-- JOB --
Extract the full set of records, then give each one again exactly.

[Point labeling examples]
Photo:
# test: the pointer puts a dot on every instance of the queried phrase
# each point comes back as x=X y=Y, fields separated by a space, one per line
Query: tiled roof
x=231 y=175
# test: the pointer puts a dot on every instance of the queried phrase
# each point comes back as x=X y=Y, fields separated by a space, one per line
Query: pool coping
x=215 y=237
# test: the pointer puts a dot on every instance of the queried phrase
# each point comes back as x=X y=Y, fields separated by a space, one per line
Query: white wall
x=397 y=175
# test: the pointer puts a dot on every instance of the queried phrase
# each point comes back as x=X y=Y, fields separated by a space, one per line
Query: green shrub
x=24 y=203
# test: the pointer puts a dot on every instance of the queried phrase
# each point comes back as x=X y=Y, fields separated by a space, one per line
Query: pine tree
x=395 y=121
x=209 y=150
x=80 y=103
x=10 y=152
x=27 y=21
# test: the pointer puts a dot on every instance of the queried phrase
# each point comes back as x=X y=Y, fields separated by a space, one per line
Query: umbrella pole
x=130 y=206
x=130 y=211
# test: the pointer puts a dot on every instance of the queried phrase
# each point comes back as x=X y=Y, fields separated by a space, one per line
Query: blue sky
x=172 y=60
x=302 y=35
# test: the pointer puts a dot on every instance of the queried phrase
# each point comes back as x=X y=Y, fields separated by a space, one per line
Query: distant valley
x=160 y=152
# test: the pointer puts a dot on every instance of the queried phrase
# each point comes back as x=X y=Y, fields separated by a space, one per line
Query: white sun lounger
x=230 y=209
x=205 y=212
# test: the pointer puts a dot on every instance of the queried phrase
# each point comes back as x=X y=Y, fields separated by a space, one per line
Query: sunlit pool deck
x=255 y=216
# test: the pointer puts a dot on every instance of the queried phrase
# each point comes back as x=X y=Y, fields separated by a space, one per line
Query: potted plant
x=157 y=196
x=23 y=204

-- WRITTEN RESPONSE --
Photo:
# test: the pointer puts a dot on every instance of the queried phrase
# each point comes back as x=X y=Y, fields separated by a space, one per line
Query: tiled roof
x=231 y=175
# test: the pointer puts a dot on every instance of the queried phrase
# each point comes back as x=X y=Y, fields separated by a space, one per line
Query: pool coping
x=215 y=237
# test: the pointer puts a dot on every instance of the queried phrase
# each point comes back as x=X y=Y, fields separated by a space, one per line
Query: white wall
x=397 y=175
# test: the pointer puts a dot on every instance of the queried phrase
# each point comes back as x=X y=Y, fields separated by a space, one per line
Query: green shrub
x=24 y=203
# test: the pointer puts a dot on every instance of the queried phrase
# each point comes back as x=X y=Y, fields separated by a space, one per line
Query: pine tree
x=395 y=121
x=209 y=150
x=80 y=103
x=10 y=152
x=27 y=21
# test: the pointer puts a dot on every instance of the queried phrase
# each point comes back as x=X y=Y, fields separated by a space, one per line
Query: umbrella pole
x=130 y=206
x=130 y=211
# test: the pointer puts a dot on every instance of the queried phrase
# each point comes back as x=X y=Y, fields separated by a space, one per line
Query: blue sky
x=172 y=60
x=302 y=35
# test: the pointer puts a dot on every instance of the queried phrase
# each point comes back as x=X y=Y, fields separated by a space, one per line
Query: distant valley
x=160 y=152
# test: the pointer puts a dot on every instance of the queried phrase
# each point comes back as x=X y=Y, fields separated by a space, one per line
Query: white sun lounger
x=230 y=209
x=205 y=212
# test: the pointer puts a dot on every instance of the queried phrase
# each point comes back as x=X y=Y, fields separated by a space, one per line
Query: sunlit pool deck
x=255 y=216
# test: the pointer puts a dot on every instance of the queried phrase
# each point comes back as x=X y=Y, fields separated by a space, one per line
Query: potted plant
x=157 y=196
x=23 y=204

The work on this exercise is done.